* _Input_:
-- Opening Marker --
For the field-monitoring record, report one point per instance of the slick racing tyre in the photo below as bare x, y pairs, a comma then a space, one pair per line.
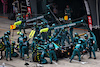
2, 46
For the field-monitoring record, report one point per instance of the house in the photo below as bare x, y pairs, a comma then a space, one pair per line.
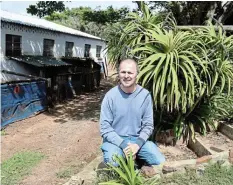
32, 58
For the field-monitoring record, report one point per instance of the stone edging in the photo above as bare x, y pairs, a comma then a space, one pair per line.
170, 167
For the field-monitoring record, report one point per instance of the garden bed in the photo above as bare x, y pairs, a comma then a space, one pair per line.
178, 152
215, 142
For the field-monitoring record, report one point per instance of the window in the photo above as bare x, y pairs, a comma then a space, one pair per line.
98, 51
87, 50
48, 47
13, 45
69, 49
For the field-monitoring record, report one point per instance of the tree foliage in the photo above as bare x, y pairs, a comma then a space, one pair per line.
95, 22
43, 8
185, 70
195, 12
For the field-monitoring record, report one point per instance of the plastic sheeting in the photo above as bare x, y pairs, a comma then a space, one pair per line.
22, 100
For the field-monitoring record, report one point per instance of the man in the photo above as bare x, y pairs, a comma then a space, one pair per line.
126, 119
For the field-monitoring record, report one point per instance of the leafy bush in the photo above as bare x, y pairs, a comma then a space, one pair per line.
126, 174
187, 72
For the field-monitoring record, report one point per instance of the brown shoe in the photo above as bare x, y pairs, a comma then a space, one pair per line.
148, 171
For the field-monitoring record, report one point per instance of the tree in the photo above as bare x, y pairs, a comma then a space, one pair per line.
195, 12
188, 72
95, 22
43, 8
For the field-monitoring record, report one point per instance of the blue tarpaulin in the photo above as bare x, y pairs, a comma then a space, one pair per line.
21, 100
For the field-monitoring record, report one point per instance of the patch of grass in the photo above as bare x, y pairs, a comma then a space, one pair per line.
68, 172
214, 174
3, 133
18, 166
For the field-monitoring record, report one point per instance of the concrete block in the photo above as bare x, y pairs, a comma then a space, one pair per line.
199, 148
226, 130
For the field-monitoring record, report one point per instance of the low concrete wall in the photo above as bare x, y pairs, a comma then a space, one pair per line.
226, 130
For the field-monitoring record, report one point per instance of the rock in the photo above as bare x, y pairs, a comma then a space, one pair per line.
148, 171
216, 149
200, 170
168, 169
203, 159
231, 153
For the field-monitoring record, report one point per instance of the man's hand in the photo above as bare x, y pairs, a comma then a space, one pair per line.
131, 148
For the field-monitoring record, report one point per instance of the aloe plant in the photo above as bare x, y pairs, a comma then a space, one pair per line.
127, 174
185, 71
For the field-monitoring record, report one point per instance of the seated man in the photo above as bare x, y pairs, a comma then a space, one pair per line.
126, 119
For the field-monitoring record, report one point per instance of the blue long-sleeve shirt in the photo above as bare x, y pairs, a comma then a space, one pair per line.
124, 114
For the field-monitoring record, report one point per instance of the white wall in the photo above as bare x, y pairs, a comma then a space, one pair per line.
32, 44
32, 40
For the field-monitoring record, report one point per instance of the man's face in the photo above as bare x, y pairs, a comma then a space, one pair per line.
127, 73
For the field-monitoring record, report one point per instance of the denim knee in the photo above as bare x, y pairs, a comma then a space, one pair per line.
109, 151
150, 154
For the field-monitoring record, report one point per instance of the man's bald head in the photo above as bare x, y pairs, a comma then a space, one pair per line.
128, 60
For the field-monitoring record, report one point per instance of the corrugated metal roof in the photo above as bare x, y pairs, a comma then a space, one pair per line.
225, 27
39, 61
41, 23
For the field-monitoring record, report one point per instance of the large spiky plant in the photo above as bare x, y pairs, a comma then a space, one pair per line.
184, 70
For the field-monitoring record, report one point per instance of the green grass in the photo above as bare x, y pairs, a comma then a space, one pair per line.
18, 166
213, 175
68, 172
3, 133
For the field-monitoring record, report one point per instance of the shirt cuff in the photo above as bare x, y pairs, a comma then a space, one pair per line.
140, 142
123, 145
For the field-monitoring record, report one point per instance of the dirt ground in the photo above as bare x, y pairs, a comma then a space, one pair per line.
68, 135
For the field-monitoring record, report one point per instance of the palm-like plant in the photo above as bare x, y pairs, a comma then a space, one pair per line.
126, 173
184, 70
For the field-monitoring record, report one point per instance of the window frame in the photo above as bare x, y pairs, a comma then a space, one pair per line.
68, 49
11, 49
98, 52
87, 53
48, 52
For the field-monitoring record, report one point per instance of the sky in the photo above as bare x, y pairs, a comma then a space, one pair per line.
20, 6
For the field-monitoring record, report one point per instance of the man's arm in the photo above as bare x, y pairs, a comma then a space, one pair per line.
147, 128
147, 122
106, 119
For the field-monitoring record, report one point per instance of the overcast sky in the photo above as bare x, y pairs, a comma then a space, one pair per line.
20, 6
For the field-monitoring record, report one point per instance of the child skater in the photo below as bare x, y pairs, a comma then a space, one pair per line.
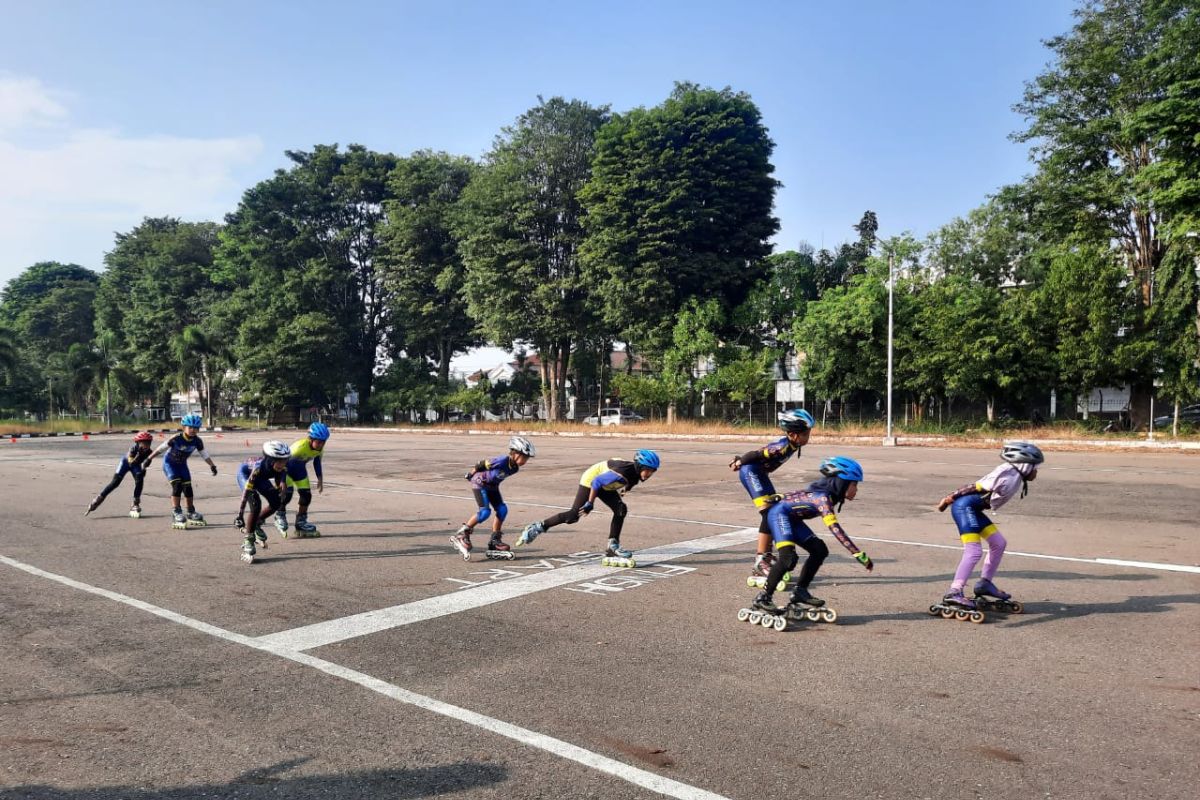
-- Closing Marker --
* _Assigned task_: Would you reproduce the records exactly as they stand, but without the pictures?

* _Written response_:
For the field-monitoring record, report one point per instance of the slick racing tyre in the photo below as bare x, y pairs, a comma then a space, one pair per line.
2, 46
For the field-monitoring record, report one point per instance of the house in the photo below as bare x, y pairs, a comma then a space, one pair per line.
32, 58
For the field-monitoring record, report one point per instance of the stone edging in the photo above as bare x, y pairs, a comma then a space, one pair per line.
170, 167
For the field-monitoring record, report one point per instance of the garden bed in the photo above as bare x, y pairs, a comma then a space, one pair per line.
178, 152
215, 142
For the field-monitoring record, report one point per instance of the window in the photo above as bare x, y pairs, a comma then a space, one pair per line.
98, 51
87, 50
48, 47
13, 45
69, 49
For the field-monitoring record, report one point per instance of the tree foliage in the photo above as bare x, y pairs, a comma then a space, one pair per line.
95, 22
43, 8
185, 70
195, 12
For the field-monitoring record, report one point per instance of the plastic sheeting in the photo above as bare x, y pairs, a comma then a space, one pair per line.
22, 100
For the field-monitoring record, report one point per instance of the man in the photo above as bare x, y pairs, a comma then a space, one pair per line.
126, 119
For the field-monitoring record, report one point per instance of the leafy bush in the photo above as bare x, y pairs, a comma then a space, one pair per line.
126, 174
187, 72
For the field-monitoring record, report one point per instance of the brown shoe in the photo above as bare x, y pairs, a comma then a space, one pair per line.
148, 171
For the field-monitoring record, report one point per instance of the tree in the photo above as bare x, y pairs, a comma then a space, one pair per line.
195, 12
188, 72
95, 22
43, 8
For the field-monitoring record, report one point per instance of the blue tarpaulin in the photo above as bare x, y pairs, a comma then a space, one pair per line.
21, 100
For the field-monitoring record, report one point per instance of the patch of grass in the photo above as bare x, y pairs, a comma then a space, one pair per line.
68, 172
214, 174
3, 133
18, 166
For the field-monitoring record, report one point per instance of the concrete block in the photo above as bare x, y pairs, a comma then a space, one pair per line.
199, 148
226, 130
For the field-monitoring record, report one point per instance of the low concrete wall in the photo above as bare x, y pairs, a comma then a space, one pair per line.
226, 130
For the field-monitoring record, report one point per instance of the rock in the photo above as bare x, y pairs, a comma then a space, one pair per line.
148, 171
216, 149
200, 170
168, 169
203, 159
231, 153
For the field-monitoring record, report one point per instance of the man's hand in the photo above as bare x, y pairs, a comma then a space, one pair per line.
131, 148
For the field-monitoring record, report one point per instance of the aloe plant in the photo above as bare x, y pairs, a comma then a space, one pair per line.
127, 174
185, 71
For the field-monitoring record, report one point per instance of the seated man in the photo above as bare x, y pairs, a comma then a space, one pair per line.
126, 119
For the field-monitoring record, report one point per instance of the blue long-sleeve shirt in the photo above as bare x, y pairs, a comma then a space, one pair per line.
124, 114
For the field-monitoring record, report one point per instance of the white wall in the photo above as bare x, y pairs, a comma then a space, one pair per line.
32, 44
32, 40
For the field-monitoring record, report one point per instance of the man's face in the photo above as bare x, y pairs, a comma then a space, one pair per line.
127, 73
For the field-monitoring record, report one point per instance of the denim knee in the photo above as bare x, y pairs, a comma then a space, one pair per line.
109, 151
150, 154
For the field-monitoring record, report one point per instance of the man's bald head in the photo above as bare x, y pairs, a comma then a space, one pair per line.
128, 60
For the field-monitoring record, report one point per instance of the corrugated metal roof in the photo above as bare x, y pairs, a comma then a space, one pair per line.
225, 27
39, 61
41, 23
For the field-monitoring record, report one point per instance of the large spiky plant in the photo above as bare x, y pairs, a comma then a space, one pair per line.
184, 70
For the field-monitoring record, report one point per instance of the green grass in the photo above as bare x, y pairs, a comma then a space, one pair per line.
18, 166
213, 175
68, 172
3, 133
For the field-monitoring record, report one point per instance of the shirt cuff in the photo above as bare x, y pairs, a comma then a space, one pair per line.
140, 142
123, 145
For the field-monitoring record, report one point per instance of the dirt ground in the photo above as bare x, y pairs, a comma then a space, one pair per line.
68, 135
For the field-monitoring record, report one point per instance of the palm-like plant in the photo above as bare x, y pairs, a comma then a space, one pair per line.
126, 173
184, 70
For the field-monitoring record, report one point per instance of the window frame in the photo above as bare x, y pairs, a comma then a space, one pair per line.
68, 49
11, 49
98, 52
87, 53
48, 52
For the field-monitoring record, report one point per instance of the sky in the photo above as bare x, y pairs, a comma then a space, one pair per line.
20, 6
For the field-monitoring record, report one point per instance of the man's arm in the photo above as bare x, y pairs, a comma then a space, one pair per line.
147, 128
147, 122
106, 119
For the field-monitoring record, report one point per instance of the overcast sky in the photo above as bare x, y pairs, a comma then a space, one pair per line.
20, 6
For the field-monitoring record, report one point per instance of the child skater in the photo below as bare x, y pairs, a comma then a space, one pair per line.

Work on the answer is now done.